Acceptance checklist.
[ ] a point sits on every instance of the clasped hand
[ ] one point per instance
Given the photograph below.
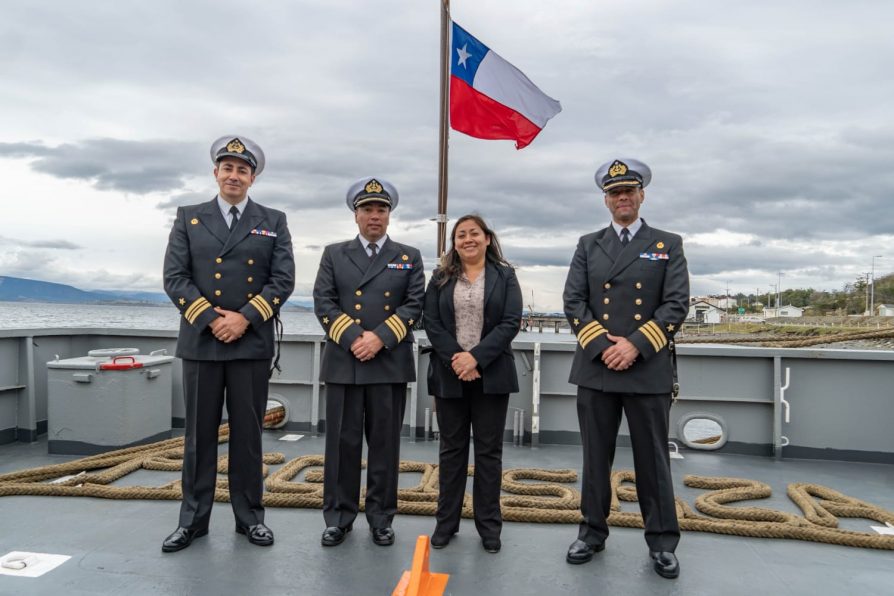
(465, 366)
(621, 355)
(229, 325)
(366, 346)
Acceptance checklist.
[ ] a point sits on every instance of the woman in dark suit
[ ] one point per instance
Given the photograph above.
(473, 308)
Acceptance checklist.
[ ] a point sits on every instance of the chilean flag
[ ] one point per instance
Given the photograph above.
(490, 98)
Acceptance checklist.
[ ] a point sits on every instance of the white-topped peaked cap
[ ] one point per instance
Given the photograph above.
(240, 147)
(371, 190)
(623, 172)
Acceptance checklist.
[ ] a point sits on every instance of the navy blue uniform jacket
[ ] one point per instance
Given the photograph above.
(352, 295)
(251, 271)
(641, 294)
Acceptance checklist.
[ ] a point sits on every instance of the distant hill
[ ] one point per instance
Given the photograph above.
(17, 289)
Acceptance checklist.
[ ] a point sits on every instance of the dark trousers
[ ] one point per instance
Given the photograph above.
(599, 415)
(206, 384)
(486, 414)
(350, 410)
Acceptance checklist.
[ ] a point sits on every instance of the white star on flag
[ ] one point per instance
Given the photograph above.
(463, 55)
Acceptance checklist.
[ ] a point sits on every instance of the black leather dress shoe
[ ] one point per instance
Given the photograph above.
(181, 538)
(581, 552)
(440, 538)
(382, 536)
(491, 545)
(333, 535)
(257, 534)
(666, 564)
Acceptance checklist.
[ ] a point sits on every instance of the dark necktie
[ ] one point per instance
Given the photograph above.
(235, 213)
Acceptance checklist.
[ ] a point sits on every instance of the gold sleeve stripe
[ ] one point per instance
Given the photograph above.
(659, 332)
(195, 315)
(654, 337)
(339, 326)
(200, 304)
(399, 322)
(400, 325)
(649, 335)
(593, 332)
(397, 327)
(588, 327)
(584, 341)
(263, 307)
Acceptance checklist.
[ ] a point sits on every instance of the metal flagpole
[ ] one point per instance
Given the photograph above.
(442, 149)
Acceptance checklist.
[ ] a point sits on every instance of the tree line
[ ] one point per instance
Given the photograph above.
(852, 299)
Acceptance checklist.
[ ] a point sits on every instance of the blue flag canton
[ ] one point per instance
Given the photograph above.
(466, 53)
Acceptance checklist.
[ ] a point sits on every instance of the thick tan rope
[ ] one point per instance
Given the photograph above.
(535, 495)
(788, 342)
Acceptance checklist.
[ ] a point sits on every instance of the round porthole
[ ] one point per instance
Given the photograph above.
(275, 404)
(703, 431)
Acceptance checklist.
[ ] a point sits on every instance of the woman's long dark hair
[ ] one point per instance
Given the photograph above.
(450, 266)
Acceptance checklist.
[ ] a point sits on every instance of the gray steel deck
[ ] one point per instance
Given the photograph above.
(115, 545)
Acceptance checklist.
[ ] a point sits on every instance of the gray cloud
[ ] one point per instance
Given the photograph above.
(55, 244)
(751, 124)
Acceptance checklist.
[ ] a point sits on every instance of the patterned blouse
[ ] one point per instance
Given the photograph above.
(468, 301)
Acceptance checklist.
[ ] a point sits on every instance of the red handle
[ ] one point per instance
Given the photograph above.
(115, 365)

Work required: Which lines in the data above contain "dark"? Show each one.

Result of this exercise:
[ ] a point sits on every instance of the woman in dark suit
[ ] a point sits on every instance of the dark trousers
[ ] a point sits on every instance of the dark necktie
[ ] a point sits on every instance of the woman's long dark hair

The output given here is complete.